Keep the wording of each record exactly the same when you repeat it, and leave out pictures.

##### DATA TO USE #####

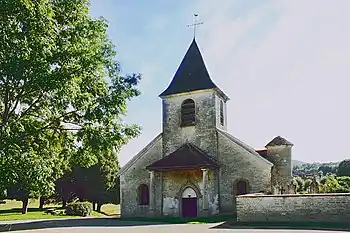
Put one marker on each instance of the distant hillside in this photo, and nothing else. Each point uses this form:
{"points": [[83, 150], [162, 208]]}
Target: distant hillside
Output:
{"points": [[310, 169], [297, 163]]}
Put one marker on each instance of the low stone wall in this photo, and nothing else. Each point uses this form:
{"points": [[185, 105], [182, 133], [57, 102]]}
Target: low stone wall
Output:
{"points": [[332, 207]]}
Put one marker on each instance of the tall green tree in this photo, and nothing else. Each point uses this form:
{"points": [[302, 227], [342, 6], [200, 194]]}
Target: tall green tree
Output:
{"points": [[61, 93]]}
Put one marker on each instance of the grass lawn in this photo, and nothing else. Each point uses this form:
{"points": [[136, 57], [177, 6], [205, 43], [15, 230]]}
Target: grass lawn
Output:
{"points": [[177, 220], [12, 211]]}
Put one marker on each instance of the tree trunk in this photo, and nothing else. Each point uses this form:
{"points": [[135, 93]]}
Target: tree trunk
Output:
{"points": [[64, 203], [25, 205], [41, 202], [99, 205]]}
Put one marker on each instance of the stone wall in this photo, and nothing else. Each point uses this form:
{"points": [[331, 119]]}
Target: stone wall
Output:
{"points": [[238, 163], [136, 174], [293, 208]]}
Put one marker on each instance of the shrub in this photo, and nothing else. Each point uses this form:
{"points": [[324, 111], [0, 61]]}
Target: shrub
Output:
{"points": [[79, 209]]}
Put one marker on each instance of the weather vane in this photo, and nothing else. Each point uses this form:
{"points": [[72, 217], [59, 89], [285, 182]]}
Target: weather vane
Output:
{"points": [[194, 25]]}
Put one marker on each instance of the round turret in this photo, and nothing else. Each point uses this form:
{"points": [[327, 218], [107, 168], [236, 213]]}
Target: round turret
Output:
{"points": [[279, 152]]}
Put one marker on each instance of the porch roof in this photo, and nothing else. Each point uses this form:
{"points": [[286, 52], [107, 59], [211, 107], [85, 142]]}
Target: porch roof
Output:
{"points": [[186, 157]]}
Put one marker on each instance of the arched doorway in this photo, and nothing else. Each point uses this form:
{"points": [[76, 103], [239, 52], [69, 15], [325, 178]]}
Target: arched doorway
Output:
{"points": [[242, 187], [189, 203]]}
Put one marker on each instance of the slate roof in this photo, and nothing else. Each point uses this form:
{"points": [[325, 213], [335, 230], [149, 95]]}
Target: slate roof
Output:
{"points": [[191, 75], [262, 152], [279, 141], [186, 157]]}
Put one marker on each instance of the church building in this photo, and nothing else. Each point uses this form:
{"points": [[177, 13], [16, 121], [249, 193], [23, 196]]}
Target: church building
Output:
{"points": [[194, 167]]}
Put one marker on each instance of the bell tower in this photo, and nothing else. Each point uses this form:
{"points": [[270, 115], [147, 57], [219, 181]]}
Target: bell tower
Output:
{"points": [[193, 106]]}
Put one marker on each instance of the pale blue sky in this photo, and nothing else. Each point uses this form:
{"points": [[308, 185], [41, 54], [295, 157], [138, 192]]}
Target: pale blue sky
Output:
{"points": [[285, 64]]}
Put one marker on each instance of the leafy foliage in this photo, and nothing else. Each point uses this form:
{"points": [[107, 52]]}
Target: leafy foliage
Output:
{"points": [[79, 209], [61, 94]]}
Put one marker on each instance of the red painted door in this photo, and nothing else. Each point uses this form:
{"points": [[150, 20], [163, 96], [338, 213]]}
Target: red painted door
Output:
{"points": [[189, 207]]}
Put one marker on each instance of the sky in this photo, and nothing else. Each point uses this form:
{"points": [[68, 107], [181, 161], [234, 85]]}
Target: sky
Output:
{"points": [[285, 64]]}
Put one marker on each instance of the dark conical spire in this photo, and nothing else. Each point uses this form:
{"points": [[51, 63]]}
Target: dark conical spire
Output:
{"points": [[191, 75]]}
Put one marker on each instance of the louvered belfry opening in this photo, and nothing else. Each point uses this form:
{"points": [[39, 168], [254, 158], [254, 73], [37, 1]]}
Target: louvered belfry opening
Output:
{"points": [[222, 118], [188, 112]]}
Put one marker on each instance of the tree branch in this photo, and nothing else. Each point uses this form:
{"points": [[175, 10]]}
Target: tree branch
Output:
{"points": [[31, 106]]}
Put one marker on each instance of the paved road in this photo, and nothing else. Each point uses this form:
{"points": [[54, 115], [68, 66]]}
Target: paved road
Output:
{"points": [[180, 228], [109, 225]]}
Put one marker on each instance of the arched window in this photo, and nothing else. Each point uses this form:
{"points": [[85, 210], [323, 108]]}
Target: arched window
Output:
{"points": [[222, 118], [242, 187], [188, 112], [143, 194]]}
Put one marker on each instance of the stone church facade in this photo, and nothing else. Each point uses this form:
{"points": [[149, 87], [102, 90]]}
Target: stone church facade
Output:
{"points": [[194, 167]]}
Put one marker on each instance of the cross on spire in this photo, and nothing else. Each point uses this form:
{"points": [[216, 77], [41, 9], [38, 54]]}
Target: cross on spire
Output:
{"points": [[195, 24]]}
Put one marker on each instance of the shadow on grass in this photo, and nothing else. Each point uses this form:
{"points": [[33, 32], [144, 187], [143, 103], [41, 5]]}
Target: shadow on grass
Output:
{"points": [[224, 222], [19, 210]]}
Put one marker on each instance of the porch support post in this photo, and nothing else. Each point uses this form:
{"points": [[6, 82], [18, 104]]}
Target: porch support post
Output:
{"points": [[205, 187]]}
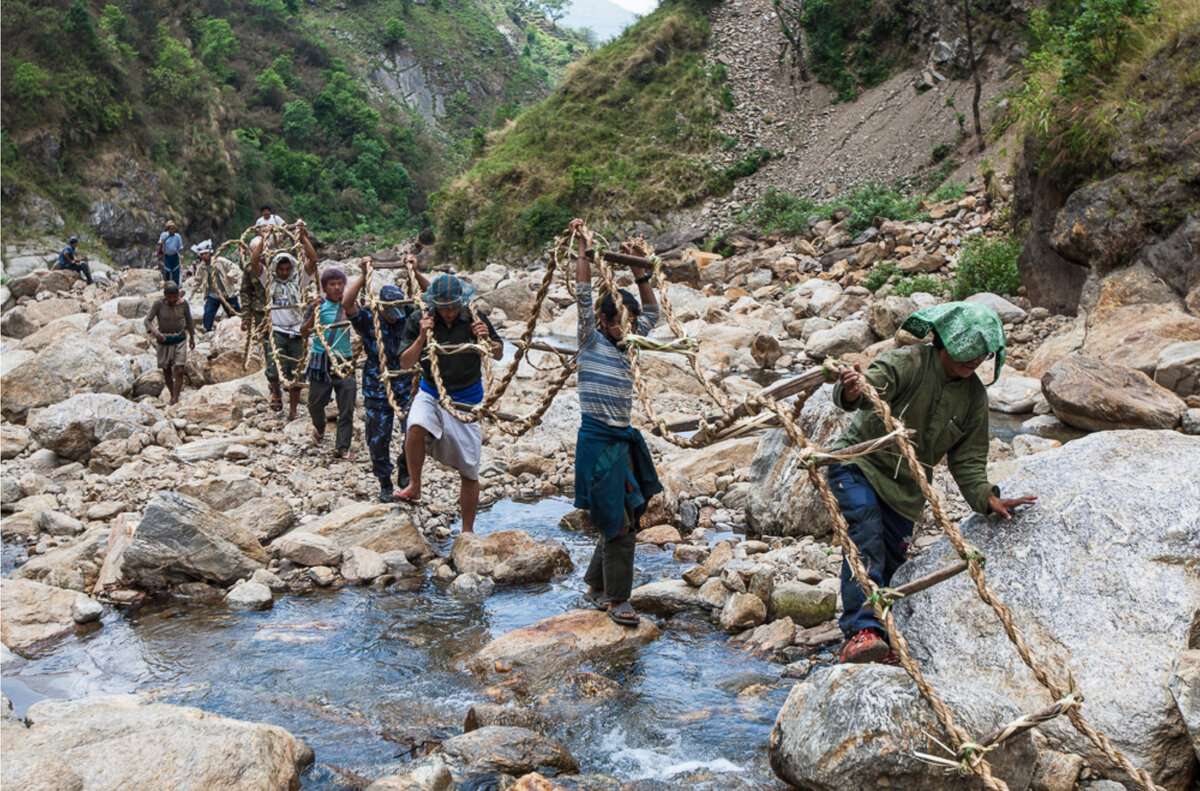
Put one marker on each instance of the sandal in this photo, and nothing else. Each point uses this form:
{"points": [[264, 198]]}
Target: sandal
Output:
{"points": [[624, 615]]}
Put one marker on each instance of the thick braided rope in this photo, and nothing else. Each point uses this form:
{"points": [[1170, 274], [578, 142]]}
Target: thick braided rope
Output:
{"points": [[975, 568]]}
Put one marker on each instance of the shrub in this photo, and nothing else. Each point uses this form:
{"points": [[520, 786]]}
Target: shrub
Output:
{"points": [[988, 265]]}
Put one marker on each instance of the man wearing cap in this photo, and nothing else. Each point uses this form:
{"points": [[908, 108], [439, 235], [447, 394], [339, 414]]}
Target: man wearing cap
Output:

#####

* EXPECTED ANSWER
Put one marker on each instance of the distant hillside in this photo, and nothing else. Each point uses this form:
{"points": [[83, 150], [162, 208]]}
Target: distant hillside
Output:
{"points": [[310, 169], [297, 163]]}
Put one marker on each instance of the low stone wall in this photo, and nothing else. Each point uses this form:
{"points": [[185, 105], [182, 133], [57, 102]]}
Target: low stone wall
Output:
{"points": [[332, 207]]}
Put one marker on each instance of the tall green tree in this photo, and nothing else. Each point uses this form:
{"points": [[302, 227], [342, 6], [200, 194]]}
Target: tall green tree
Output:
{"points": [[61, 93]]}
Put one marker on each instance of the grass lawn in this photo, and nothing else. Each point uses this form:
{"points": [[136, 57], [177, 6], [205, 43], [15, 230]]}
Target: grass lawn
Output:
{"points": [[177, 220], [12, 211]]}
Put one marker on each instance of the tree trunk in this photo, and nothing else. Each point uses this form:
{"points": [[135, 93]]}
Target: tree trunk
Output:
{"points": [[64, 203], [25, 205], [41, 202], [99, 205]]}
Put one marker on each instance of the stone wall in this photo, and nothing else. Each point uses this form:
{"points": [[331, 119]]}
Target: stone wall
Output:
{"points": [[238, 163], [136, 174], [293, 208]]}
Put one marker on each instance of the shrub in this photo, and nothing else. Each point uses this form:
{"points": [[324, 111], [0, 61]]}
Target: shrub
Output:
{"points": [[79, 209]]}
Put one marker on each instance of the weather vane in this photo, and nothing else. Each point uses this form:
{"points": [[72, 217], [59, 89], [285, 182]]}
Target: weather vane
Output:
{"points": [[194, 25]]}
Put one marker on each instance of the round turret in this photo, and nothing else. Each point uses this form:
{"points": [[327, 218], [107, 168], [236, 213]]}
Target: round turret
Output:
{"points": [[279, 152]]}
Put one marker on each instance of the porch roof in this photo, and nothing else. Each point uses this form:
{"points": [[286, 52], [107, 59], [211, 107], [85, 142]]}
Target: porch roof
Output:
{"points": [[186, 157]]}
Put one marker on each instance of the arched doorway in this photo, and nothing else. Each point uses this form:
{"points": [[76, 103], [239, 52], [69, 15], [325, 178]]}
Target: arched doorway
Output:
{"points": [[242, 187], [189, 203]]}
Put one marker on each instance of the slate roof in this photo, and nothing else. Each point uses this form:
{"points": [[325, 213], [335, 230], [149, 95]]}
Target: slate roof
Output:
{"points": [[191, 75], [262, 152], [279, 141], [186, 157]]}
Put one marker on each instance of the church building in this photo, and nothing else. Each point uses this form:
{"points": [[177, 13], [16, 121], [249, 193], [23, 196]]}
Target: church building
Output:
{"points": [[194, 167]]}
Put one marker on each instance of the bell tower in this photo, and nothing else. Each point uses this form:
{"points": [[270, 115], [147, 57], [219, 181]]}
Target: bell tower
Output:
{"points": [[193, 106]]}
Put one marker on each instance of the pale blue sky in this photo, and nothing else. Each point uses this form:
{"points": [[308, 185], [41, 54], [295, 157], [138, 192]]}
Target: pale blue sky
Output:
{"points": [[285, 64]]}
Put one marker on each instance of the leafy foliage in this photo, and nothing else. Each point uses this form:
{"points": [[107, 52]]}
Target: leafy foliage
Output:
{"points": [[79, 209], [61, 94]]}
Put one marker on each instance of the red painted door in this photo, and nothing else. Each point uses this form:
{"points": [[150, 20], [163, 96], [338, 213]]}
Target: red painted door
Output:
{"points": [[189, 207]]}
Put one marker on each instance of the sky in this photo, and nothing else. Each point uses this form:
{"points": [[68, 107], [181, 161], [234, 85]]}
Target: sky
Output:
{"points": [[285, 64]]}
Put one marker on each instance of the dark conical spire in this photo, and nothing else. Each point uses this form:
{"points": [[51, 63]]}
Target: dark conical spire
Output:
{"points": [[191, 75]]}
Put one marker on each instance of the louvered belfry opening in this photo, and nothing else. Each point uses this form:
{"points": [[39, 168], [254, 158], [254, 73], [37, 1]]}
Target: louvered belfry opening
Output:
{"points": [[222, 118], [188, 112]]}
Put one marker on each instance of the tree branch in this photo, and nothing else. Each point uses this form:
{"points": [[175, 10]]}
Target: tree branch
Output:
{"points": [[31, 106]]}
Put one marker on each instance of the paved road in this photo, and nothing else. Each point uses this form:
{"points": [[54, 115], [68, 66]]}
Target: paved road
Output:
{"points": [[180, 228], [109, 225]]}
Put one marker on each instance of the arched window in this photo, and nothing else. Each point uses this form:
{"points": [[85, 210], [323, 108]]}
Target: arched window
Output:
{"points": [[222, 118], [242, 187], [188, 112], [143, 194]]}
Put one marker on each instance of the stone church facade in this photo, and nothing else. Each point uses this form:
{"points": [[149, 87], [102, 90]]}
Target: stone church facade
Output:
{"points": [[194, 167]]}
Put one marker on each instance of the cross on spire in this photo, and nothing else. Each point uses this form:
{"points": [[216, 77], [41, 9], [38, 54]]}
Target: cross on spire
Output:
{"points": [[195, 24]]}
Put one marker on each instance of the shadow on grass in this photo, and nothing else. Each point uses this form:
{"points": [[33, 32], [144, 187], [143, 103], [41, 5]]}
Target: shadow on grass
Output:
{"points": [[224, 222], [19, 210]]}
Put one marker on each instance of the porch support post in this photo, and nothing else. Each point uses this form:
{"points": [[6, 82], [18, 104]]}
Target: porch support post
Output:
{"points": [[205, 187]]}
Put one marker on each instance of the sandal in this photo, and nothing else. Each point uses this form:
{"points": [[264, 198]]}
Target: sandal
Output:
{"points": [[624, 615]]}
Put one marker on each instance of the thick braided rope in this photo, and nothing else. Each point uses this form:
{"points": [[1170, 274], [578, 142]]}
Target: thick braided rope
Output:
{"points": [[975, 568]]}
Put one marker on each instance of the shrub in this photo, and nothing else. Each point uses this form:
{"points": [[520, 786]]}
Target: shrub
Output:
{"points": [[988, 265]]}
Put one marker on each instance of the man wearing cap in this photo, and nothing else. Each point uses this form:
{"points": [[908, 108], [439, 235], [447, 394], [339, 414]]}
Target: man wearing cap
Output:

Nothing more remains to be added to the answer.